* **Text to read**:
▬▬▬

# Heresy Support Drive 2012 - Bailout Needed



## Jezlad

Once again we’re at the time of the year where I like to place up an announcement and draw everyones attention to our subscriber options. I genuinely dislike this necessary process but there comes a time when I have to humbly ask that anyone in a position or inclination to would kindly consider subscribing to the site or donating any amount within their means.

Unlike the previous server drive, things around here have taken a turn for the worse – in a big way. We’re actually in the red on a monthly basis following our recent server upgrade.

To make matters worse one of our longest serving sponsors pulled the plug and we were unceremoniously dumped from our leading ad provider.

In the briefest sense we’re fucked. I’ve been happy to foot the bill since the turn of the year but impending fatherhood has left me doubting my ability to continue.

We also had an amazing offer from a legitimate source which you’ll probably be surprised to hear.



> Hi Lee
> 
> Thanks for all the info. We would be interested in offering you $40,000 plus 5% of the future revenue of the site for as long as you remain at the helm of the community. Pls let me know if you are interested and I could outline the next steps.
> 
> Thanks and Regards,
> 
> Alan


So this right here is the situation. Heresy as an entity (in my opinion - or at least by my ability) is not self sustaining. I cannot match the running costs with its own revenue streams. There is however an investor out there that believes he can and wishes to take the site off of my hands for the grand sum of $40,000. He wants to flood the site with more adverts than our current total and turn a profit off of our community.

Do I want to sell the site? No. Am I going to sell the site? Not a chance. Would I trade my testicles for the longevity of this community? Yes.

*Thankfully selling Heresy isn't going to happen, creating this community, watching it prosper and the friendships within develop is one of (if not) the greatest achievements of my life. It's an extension of myself and I humbly ask now that anyone with a spare dollar consider subscribing or donating to ensure the community lives on.*


Please, if you're willing and able - lend your support today!


----------



## jonileth

I've thrown my hat in to support the community. Long live Heresy!


----------



## scscofield

I will be also soon as Thursday hits.


----------



## Boc

Renewed my subscription last month and threw in some extra cash moneys just now.


----------



## Davidicus 40k

Whoa, scary times. I don't want to see Heresy go, so I'll contribute as soon as I get some extra cash. Pretty strapped right now, but in a week or two the situation should improve.


----------



## khrone forever

i will be subscribing soon, jsut need some time to sort it out, probs tommorow evening


----------



## Red Corsairs

I'll definitely be throwing some extra cash your way in the next couple of weeks mate, Heresy is my online home.


----------



## Midge913

Red Corsairs said:


> I'll definitely be throwing some extra cash your way in the next couple of weeks mate, Heresy is my online home.


Hear hear!!! I will see if I can scrape some extra together to help out.


----------



## Dagmire

I have been a subscriber for a while and will help out as soon as i can.

▬▬▬

* **Job**: Render this sentence from the support drive thread in Spanish: "We’re actually in the red on a monthly basis following our recent server upgrade." The data that comes next has no role in this.

* **Stored data**:
▬▬▬

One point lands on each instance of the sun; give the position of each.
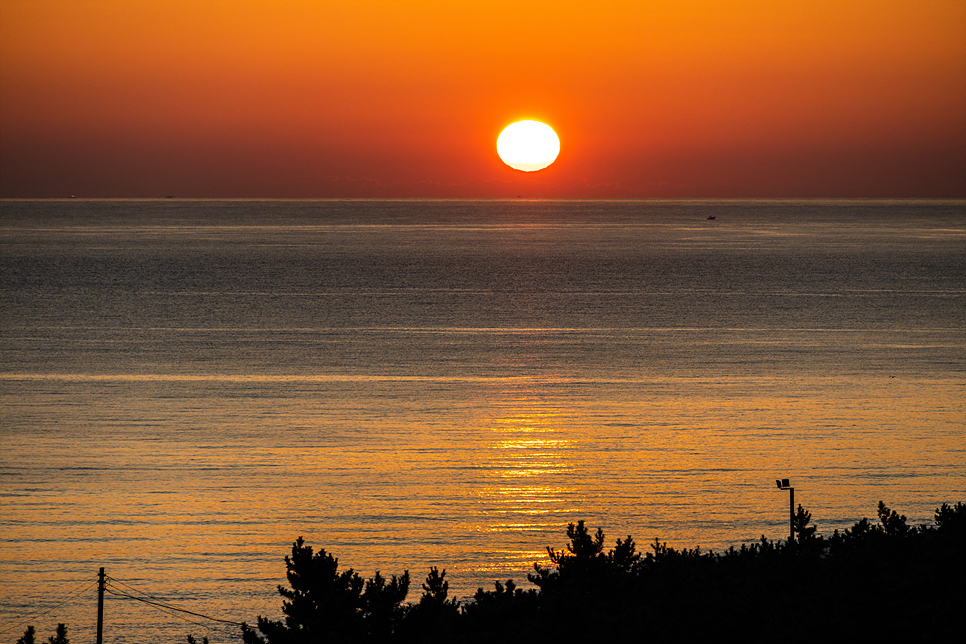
(528, 145)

▬▬▬

* **Final answer**: De hecho, estamos en números rojos cada mes tras nuestra reciente actualización del servidor.